> **EXERCISE PROMPT**: Drop the images; return everything else in the listing below exactly.

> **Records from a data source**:
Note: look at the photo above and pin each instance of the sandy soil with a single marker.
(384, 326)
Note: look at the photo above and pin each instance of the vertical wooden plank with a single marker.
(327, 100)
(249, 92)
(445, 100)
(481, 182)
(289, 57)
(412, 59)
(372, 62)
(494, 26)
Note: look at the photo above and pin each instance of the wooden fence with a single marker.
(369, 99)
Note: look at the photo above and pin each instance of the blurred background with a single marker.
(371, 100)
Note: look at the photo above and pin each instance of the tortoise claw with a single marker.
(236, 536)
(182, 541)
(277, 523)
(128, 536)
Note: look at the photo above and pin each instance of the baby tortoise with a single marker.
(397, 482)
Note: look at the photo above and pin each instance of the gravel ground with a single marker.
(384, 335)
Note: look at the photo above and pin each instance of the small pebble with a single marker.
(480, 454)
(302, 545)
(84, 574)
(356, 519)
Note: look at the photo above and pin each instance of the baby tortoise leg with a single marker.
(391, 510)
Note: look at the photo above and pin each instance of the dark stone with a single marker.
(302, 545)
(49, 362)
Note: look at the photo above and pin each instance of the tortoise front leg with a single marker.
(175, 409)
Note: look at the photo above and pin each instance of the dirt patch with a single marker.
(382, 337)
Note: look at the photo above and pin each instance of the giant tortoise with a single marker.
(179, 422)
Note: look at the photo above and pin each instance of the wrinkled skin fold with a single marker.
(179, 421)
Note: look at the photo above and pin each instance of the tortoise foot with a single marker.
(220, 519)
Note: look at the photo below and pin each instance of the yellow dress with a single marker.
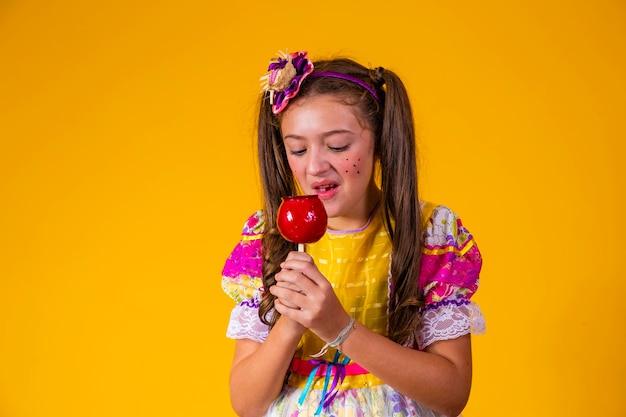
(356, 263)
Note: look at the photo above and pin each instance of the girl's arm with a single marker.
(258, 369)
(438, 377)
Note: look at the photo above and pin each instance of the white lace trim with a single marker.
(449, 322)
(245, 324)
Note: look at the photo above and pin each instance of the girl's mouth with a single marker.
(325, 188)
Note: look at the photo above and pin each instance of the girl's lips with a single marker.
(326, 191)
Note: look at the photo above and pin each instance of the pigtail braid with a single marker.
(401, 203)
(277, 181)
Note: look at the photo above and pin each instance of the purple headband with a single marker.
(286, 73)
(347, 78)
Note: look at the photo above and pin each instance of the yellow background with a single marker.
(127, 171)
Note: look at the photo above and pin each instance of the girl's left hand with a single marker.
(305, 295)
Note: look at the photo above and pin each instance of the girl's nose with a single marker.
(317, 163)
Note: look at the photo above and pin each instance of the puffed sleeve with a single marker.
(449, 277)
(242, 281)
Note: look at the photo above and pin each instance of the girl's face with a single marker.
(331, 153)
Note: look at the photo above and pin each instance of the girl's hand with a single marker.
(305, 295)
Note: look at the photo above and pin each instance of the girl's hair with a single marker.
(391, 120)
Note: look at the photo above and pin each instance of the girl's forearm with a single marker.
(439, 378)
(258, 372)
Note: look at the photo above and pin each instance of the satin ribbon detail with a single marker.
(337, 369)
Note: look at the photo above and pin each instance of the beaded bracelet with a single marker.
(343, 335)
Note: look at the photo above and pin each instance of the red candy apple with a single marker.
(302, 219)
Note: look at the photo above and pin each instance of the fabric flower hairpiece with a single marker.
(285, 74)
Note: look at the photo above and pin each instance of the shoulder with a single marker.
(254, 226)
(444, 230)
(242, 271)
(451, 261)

> **FULL OUTPUT**:
Note: look at the photo above and pin each instance of the sandy soil with a single marker.
(384, 326)
Note: look at the photo above and pin each instance of the vertical wooden plank with a single marker.
(327, 100)
(249, 92)
(445, 100)
(481, 182)
(289, 57)
(412, 59)
(372, 62)
(494, 26)
Note: look at the photo above and pin each instance of the wooden fence with a single marker.
(369, 99)
Note: look at the photo above and pin each instance of the blurred background with a single marker.
(371, 100)
Note: look at the photo above and pin each instance of the tortoise claw with a single marker.
(236, 536)
(182, 541)
(277, 523)
(128, 536)
Note: look at the photo above and pin each instance of the baby tortoise with a single marker.
(397, 482)
Note: look at the photo above and pin each instance of the gravel ground with a single marker.
(384, 335)
Note: look at the photo above and pin each instance of the small pebble with a single marker.
(480, 454)
(302, 545)
(84, 574)
(356, 519)
Note: look at the photo above and pin each instance of the baby tortoise leg with a single marker.
(391, 510)
Note: look at the photo above and pin each instance of the dark stone with a single marker.
(302, 545)
(49, 362)
Note: look at the photo above and pin each instance of the tortoise front leg with a single marker.
(175, 409)
Note: look at the photo above and pin each instance of the dirt patch with a single marker.
(382, 337)
Note: look at the photo above and pin each instance of the giant tortoise with a single marker.
(179, 422)
Note: look at the photo above and pin each instance of the wrinkled skin fold with a single marker.
(179, 421)
Note: look at the photo above and pin each instance of the tortoise foot with a single marker.
(220, 519)
Note: look at the photo below and pin each instance of the yellow dress with a single marker.
(356, 263)
Note: look at the photo above and pin each instance of the girl's arm with a single marker.
(258, 369)
(438, 377)
Note: look at the photo above and pin each instance of the white lace trim with a single marker.
(449, 322)
(245, 324)
Note: look at the photo above and pin each instance of the girl's mouth with a single marker.
(325, 188)
Note: look at the photo above and pin each instance of the girl's lips with a single marker.
(326, 191)
Note: look at the photo above and pin each instance of the pigtail braid with a single marker.
(401, 203)
(277, 181)
Note: look at the photo above and pin each instance of the purple headband with a single marker.
(286, 73)
(347, 78)
Note: look at the photo above and pin each instance of the yellow background with a single marker.
(127, 171)
Note: look at the photo above and pin each instance of the girl's left hand with a single marker.
(305, 295)
Note: look at the photo above and pin each instance of the girl's nose with a single marker.
(317, 163)
Note: look at the photo above and pin each instance of the puffed sleeve with a single marker.
(449, 277)
(242, 281)
Note: look at the photo above and pin each instance of the girl's face with a single marker.
(331, 153)
Note: look at the photo above and pin each instance of the girl's hand with a single marker.
(305, 295)
Note: look at the photo above and pin each instance of the girl's hair with a single marker.
(391, 120)
Note: look at the photo above and pin each instance of the girl's forearm with a single marker.
(439, 378)
(258, 372)
Note: look at the photo above and pin each instance of the satin ribbon detail with a single marker.
(337, 369)
Note: look at the photo above and pin each instance of the beaded bracelet with a single marker.
(343, 335)
Note: look at the photo above and pin each instance of the red candy apple with a single marker.
(302, 219)
Note: look at the photo above and pin each instance of the fabric flower hairpiece with a single marker.
(285, 74)
Note: look at the photo above and pin each instance of the shoulder with a single marker.
(254, 226)
(444, 230)
(242, 271)
(451, 261)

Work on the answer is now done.